• _Excerto de origem_:
|---|
2. Estão provados os factos como tal elencados no Acórdão recorrido, a fls. 131 a 131-v, que não vem impugnados nem se mostram de alterar, e que aqui dão-se com integralmente reproduzidos.

Do direito

3. O presente recurso vem interposto pelo Exmo. Magistrado do Ministério Público, e tem como objecto o Acórdão do T.J.B. que condenou o arguido dos autos como autor de 1 crime de “auxílio (simples)”, p. e p. pelo art. 14°, n.° 1 da Lei n.° 6/2004.

Bate-se o Recorrente pela alteração da qualificação jurídico-penal operada, pedindo a condenação do mesmo arguido como autor de uma crime de “auxílio” mas do n.° 2 do citado art. 14°, (e não do n.° 1, como decidido foi).

Vejamos.

Estatui o dito art. 14° que:

“1. Quem dolosamente transportar ou promover o transporte, fornecer auxílio material ou por outra forma concorrer para a entrada na RAEM de outrem nas situações previstas no artigo 2.º, é punido com pena de prisão de 2 a 8 anos.

2. Se o agente obtiver, directamente ou por interposta pessoa, vantagem patrimonial ou benefício material, para si ou para terceiro, como recompensa ou pagamento pela prática do crime referido no número anterior, é punido com pena de prisão de 5 a 8 anos”.

E, nesta conformidade, impõe-se concluir que a razão está do lado do Exmo. Recorrente.
|---|
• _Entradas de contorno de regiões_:
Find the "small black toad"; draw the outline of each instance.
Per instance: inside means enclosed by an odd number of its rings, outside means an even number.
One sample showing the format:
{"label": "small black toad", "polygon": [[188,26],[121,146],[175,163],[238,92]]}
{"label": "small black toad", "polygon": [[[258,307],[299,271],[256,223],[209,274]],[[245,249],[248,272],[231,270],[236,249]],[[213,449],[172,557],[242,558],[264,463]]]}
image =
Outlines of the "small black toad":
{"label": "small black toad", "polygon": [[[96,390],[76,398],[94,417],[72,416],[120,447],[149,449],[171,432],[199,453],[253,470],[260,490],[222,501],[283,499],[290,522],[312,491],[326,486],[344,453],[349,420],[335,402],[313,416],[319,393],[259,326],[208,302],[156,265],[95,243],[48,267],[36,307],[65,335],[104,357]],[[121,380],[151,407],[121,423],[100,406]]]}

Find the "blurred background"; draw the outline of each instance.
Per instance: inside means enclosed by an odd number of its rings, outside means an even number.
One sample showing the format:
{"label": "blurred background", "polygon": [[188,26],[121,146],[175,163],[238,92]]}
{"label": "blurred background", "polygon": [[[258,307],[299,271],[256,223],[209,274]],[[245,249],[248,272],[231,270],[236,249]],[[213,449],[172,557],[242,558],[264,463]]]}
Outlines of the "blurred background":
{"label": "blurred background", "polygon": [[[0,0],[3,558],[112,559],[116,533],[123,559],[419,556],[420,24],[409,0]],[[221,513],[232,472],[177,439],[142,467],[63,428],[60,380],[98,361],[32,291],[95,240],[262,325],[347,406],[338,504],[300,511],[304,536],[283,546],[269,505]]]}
|---|
• _Trabalho a fazer_:
1 – No excerto de origem, que pena prevê o n.º 1 do art. 14.º da Lei n.º 6/2004?
2 – Segundo o excerto de origem, em que circunstância a conduta do n.º 1 do art. 14.º passa a ser punida com pena de prisão de 5 a 8 anos?
Não é preciso consultar as linhas.

• _Resultados_:
1 – Pena de prisão de 2 a 8 anos.

2 – Isso acontece quando o agente obtém vantagem patrimonial ou benefício material, diretamente ou por interposta pessoa, para si ou para terceiro. Essa vantagem tem de ser recompensa ou pagamento pela prática do crime do n.º 1.